### ROWS:
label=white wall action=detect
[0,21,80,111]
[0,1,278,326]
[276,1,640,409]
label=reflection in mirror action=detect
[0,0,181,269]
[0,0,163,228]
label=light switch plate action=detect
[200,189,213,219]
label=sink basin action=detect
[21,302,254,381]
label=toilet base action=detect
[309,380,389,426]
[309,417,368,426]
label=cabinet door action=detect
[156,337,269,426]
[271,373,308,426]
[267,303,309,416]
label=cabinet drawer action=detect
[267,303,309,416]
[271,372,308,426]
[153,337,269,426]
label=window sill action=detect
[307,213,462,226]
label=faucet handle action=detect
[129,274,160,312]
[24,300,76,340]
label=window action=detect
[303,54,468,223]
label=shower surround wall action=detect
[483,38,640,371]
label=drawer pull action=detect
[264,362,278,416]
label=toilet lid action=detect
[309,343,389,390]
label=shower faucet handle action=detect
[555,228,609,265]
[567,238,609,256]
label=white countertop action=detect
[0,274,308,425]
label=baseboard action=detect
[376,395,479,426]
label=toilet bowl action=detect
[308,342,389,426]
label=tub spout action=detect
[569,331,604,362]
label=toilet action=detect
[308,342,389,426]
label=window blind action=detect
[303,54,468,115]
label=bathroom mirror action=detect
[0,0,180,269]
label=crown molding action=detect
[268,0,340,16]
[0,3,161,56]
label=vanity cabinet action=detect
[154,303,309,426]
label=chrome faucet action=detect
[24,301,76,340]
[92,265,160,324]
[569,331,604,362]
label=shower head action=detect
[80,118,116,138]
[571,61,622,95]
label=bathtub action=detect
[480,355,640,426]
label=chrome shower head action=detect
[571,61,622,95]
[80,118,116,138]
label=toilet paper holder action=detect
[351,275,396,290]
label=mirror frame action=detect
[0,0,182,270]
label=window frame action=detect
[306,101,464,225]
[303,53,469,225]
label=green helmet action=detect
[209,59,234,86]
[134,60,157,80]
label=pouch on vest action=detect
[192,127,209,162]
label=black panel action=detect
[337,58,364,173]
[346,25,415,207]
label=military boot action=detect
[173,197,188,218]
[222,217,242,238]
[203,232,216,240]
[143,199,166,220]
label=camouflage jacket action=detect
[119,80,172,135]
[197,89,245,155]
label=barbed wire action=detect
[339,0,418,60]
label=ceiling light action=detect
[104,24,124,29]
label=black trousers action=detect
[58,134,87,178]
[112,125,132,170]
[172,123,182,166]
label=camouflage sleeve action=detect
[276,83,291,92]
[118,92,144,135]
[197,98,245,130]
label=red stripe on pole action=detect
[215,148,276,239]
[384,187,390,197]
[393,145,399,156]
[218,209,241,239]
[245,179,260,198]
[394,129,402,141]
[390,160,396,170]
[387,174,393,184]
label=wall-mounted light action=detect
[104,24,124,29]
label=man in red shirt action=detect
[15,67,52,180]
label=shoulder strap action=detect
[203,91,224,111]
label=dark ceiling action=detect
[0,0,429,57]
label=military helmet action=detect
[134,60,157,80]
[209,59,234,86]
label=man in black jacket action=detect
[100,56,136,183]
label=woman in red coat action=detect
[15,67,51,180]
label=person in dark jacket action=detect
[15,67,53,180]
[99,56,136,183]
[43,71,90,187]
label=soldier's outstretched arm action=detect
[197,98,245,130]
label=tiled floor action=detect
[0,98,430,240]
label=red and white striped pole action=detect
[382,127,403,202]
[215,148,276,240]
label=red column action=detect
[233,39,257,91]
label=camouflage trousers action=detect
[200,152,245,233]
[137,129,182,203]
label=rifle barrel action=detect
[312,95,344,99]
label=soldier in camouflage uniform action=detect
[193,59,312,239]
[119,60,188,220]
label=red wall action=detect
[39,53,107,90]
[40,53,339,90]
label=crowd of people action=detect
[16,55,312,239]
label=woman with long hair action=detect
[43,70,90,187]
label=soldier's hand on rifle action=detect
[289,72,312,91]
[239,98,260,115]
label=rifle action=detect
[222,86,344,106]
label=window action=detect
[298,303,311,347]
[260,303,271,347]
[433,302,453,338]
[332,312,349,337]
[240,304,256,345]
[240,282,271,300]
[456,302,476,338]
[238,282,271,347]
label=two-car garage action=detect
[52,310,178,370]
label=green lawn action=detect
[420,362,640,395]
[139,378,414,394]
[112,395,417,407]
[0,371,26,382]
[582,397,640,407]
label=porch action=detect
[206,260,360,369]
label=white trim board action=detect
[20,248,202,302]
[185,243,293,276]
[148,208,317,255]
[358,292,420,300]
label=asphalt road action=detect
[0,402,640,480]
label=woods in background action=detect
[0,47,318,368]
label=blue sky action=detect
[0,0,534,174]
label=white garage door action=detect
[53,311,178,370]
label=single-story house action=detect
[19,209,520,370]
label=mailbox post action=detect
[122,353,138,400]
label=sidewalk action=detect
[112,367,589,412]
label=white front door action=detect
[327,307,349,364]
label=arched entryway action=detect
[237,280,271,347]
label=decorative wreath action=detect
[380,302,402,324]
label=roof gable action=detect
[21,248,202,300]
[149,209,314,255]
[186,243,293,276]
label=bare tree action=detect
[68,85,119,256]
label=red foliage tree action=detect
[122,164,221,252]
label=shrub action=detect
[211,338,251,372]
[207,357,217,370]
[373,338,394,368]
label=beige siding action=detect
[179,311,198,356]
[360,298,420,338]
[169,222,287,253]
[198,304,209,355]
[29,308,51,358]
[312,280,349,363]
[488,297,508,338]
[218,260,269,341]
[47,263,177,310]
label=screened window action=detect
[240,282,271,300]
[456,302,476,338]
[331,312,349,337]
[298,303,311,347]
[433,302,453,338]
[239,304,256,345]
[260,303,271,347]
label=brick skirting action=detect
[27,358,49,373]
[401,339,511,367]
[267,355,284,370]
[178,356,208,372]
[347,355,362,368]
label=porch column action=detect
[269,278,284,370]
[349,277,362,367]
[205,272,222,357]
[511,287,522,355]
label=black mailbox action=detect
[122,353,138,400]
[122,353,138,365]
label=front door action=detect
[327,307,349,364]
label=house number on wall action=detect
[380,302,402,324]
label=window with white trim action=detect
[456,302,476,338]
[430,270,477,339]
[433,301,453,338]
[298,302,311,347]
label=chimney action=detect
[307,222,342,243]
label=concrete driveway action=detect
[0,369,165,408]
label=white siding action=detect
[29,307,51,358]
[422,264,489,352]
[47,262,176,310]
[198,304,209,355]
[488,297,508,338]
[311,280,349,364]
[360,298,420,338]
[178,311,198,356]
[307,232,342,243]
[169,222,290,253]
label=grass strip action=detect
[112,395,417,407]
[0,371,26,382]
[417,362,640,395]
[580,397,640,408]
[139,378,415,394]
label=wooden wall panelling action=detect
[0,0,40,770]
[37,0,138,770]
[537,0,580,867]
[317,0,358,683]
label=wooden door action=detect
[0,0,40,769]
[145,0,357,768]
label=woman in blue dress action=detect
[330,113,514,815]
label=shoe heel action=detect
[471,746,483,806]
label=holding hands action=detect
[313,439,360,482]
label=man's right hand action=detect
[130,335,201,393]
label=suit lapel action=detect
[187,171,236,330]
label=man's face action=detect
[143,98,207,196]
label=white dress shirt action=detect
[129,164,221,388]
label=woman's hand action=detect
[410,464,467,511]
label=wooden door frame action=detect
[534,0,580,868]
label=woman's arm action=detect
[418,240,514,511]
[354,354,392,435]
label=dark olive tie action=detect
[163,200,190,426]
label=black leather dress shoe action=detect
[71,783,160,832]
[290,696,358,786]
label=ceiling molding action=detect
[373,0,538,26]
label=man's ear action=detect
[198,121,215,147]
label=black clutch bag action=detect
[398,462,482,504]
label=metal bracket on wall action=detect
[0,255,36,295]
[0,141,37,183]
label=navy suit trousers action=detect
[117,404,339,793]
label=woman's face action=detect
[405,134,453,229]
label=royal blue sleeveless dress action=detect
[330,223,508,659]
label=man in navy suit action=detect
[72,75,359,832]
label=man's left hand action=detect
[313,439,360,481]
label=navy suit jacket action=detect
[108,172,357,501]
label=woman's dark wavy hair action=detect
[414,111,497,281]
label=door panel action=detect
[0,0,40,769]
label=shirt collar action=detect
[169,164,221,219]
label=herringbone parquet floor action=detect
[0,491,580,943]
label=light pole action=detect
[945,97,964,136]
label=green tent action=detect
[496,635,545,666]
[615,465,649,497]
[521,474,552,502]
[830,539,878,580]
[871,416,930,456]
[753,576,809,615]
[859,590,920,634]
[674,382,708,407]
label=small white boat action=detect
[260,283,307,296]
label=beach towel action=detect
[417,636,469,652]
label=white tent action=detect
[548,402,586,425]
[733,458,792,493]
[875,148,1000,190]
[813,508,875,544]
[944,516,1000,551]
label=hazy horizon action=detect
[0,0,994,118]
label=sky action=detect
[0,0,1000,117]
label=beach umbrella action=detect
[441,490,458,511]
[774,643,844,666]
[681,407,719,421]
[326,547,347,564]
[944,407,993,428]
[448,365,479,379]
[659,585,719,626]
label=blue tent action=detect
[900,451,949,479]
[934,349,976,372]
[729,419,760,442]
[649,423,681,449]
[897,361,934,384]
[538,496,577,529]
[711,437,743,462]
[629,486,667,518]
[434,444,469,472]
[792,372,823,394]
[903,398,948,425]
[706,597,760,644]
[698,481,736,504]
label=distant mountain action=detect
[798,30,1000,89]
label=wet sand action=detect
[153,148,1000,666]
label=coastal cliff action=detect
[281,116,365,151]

### DIRECTIONS FOR THIS TASK:
Express the items as a JSON list of strings, one string per line with blank lines left out, starting at the line containing "label=crowd of people action=detect" and ending at the line containing "[122,164,221,252]". Include both of those lines.

### FINAL RESULT:
[
  "label=crowd of people action=detect",
  "[16,55,312,239]",
  "label=woman with long hair action=detect",
  "[43,70,90,187]",
  "label=soldier's hand on rifle action=detect",
  "[289,72,312,91]",
  "[239,98,260,115]",
  "label=rifle action=detect",
  "[222,86,344,106]",
  "label=window action=detect",
  "[298,303,311,347]",
  "[260,303,271,347]",
  "[433,302,453,338]",
  "[332,312,349,337]",
  "[240,304,256,345]",
  "[240,282,271,300]",
  "[456,302,476,338]",
  "[238,282,271,347]",
  "label=two-car garage action=detect",
  "[52,310,178,370]",
  "label=green lawn action=detect",
  "[420,362,640,395]",
  "[139,378,414,394]",
  "[112,395,417,407]",
  "[0,371,26,382]",
  "[582,397,640,407]",
  "label=porch action=detect",
  "[206,260,360,369]",
  "label=white trim board action=detect",
  "[20,248,202,302]",
  "[185,243,293,276]",
  "[148,208,317,255]",
  "[358,292,420,300]",
  "label=asphalt road action=detect",
  "[0,402,640,480]",
  "label=woods in background action=detect",
  "[0,47,318,368]",
  "label=blue sky action=detect",
  "[0,0,534,174]",
  "label=white garage door action=detect",
  "[53,311,178,370]",
  "label=single-story house action=detect",
  "[19,209,520,370]",
  "label=mailbox post action=detect",
  "[122,353,138,400]",
  "label=sidewalk action=detect",
  "[112,367,589,412]",
  "label=white front door action=detect",
  "[327,307,349,364]",
  "label=arched entryway action=detect",
  "[237,280,271,347]",
  "label=decorative wreath action=detect",
  "[380,302,402,324]",
  "label=roof gable action=detect",
  "[21,248,202,300]",
  "[149,209,314,255]",
  "[186,243,293,276]",
  "label=bare tree action=detect",
  "[68,85,119,256]",
  "label=red foliage tree action=detect",
  "[122,164,221,252]"
]